REQUIREMENTS:
Copy the records below line for line, leaving out the pictures.

(Saved entries)
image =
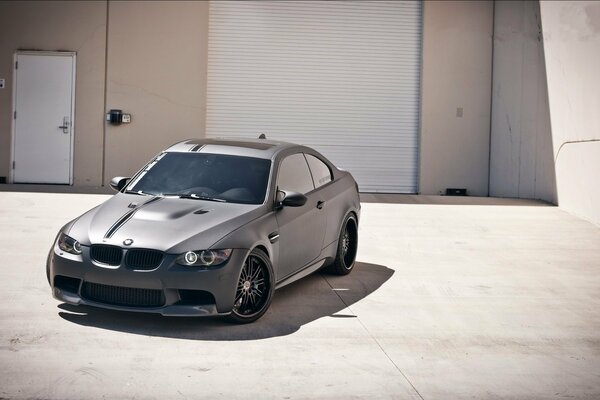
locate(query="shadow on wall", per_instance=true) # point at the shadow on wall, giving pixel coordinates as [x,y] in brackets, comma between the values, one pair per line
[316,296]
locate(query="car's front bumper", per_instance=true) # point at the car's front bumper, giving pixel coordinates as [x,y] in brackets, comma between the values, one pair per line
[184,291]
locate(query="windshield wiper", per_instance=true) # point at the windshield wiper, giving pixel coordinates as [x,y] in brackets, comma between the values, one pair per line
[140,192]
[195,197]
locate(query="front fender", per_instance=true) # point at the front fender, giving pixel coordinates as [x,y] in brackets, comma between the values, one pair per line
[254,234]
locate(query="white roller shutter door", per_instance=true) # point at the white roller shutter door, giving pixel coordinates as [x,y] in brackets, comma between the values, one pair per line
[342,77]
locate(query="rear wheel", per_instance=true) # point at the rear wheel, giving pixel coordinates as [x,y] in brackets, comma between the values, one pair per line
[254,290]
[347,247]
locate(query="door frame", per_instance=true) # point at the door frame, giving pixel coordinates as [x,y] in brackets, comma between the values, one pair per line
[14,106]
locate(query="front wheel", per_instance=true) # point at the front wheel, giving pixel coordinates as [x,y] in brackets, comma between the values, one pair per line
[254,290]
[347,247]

EXERCISE RESPONSE:
image =
locate(query="shadow on wall", per_instance=true) # point at the shadow on wall, giving pixel coordinates as [x,y] in brackets, comma between the values, one pair per line
[316,296]
locate(query="car's front bumper", per_instance=true) # point at the car's front bumper, giving pixel coordinates as [x,y] in brackets, comma between the values, one pair per line
[184,291]
locate(query="windshield wiper", per_instance=true) # point at the windshield wiper, giving pixel coordinates as [x,y] in brackets, comma between the values, one pair per line
[140,192]
[195,197]
locate(query="front fender", per_instance=true) # point at the front fender, giving pixel coordinates as [x,y] in brackets, comma between the values, one pair per line
[254,234]
locate(query="white roller shutter door", per_instance=true) # point at the white roller shutter door, giving pixel coordinates as [x,y] in brackets, comma between the values, one pair per line
[342,77]
locate(query="rear wheel", per_instance=true) # point at the rear wheel, giving pixel coordinates as [x,y] in brackets, comma between the values, one pair per line
[254,290]
[347,247]
locate(query="door frame", per_instance=true) # point at the door frame, giving pixel coordinates as [x,y] in brackets, comma between the values, one pair per line
[14,106]
locate(query="front wheel", per_instance=true) # point at the front wheel, giving pixel coordinates as [x,y] in brackets, comma between the values, one pair per line
[254,290]
[347,247]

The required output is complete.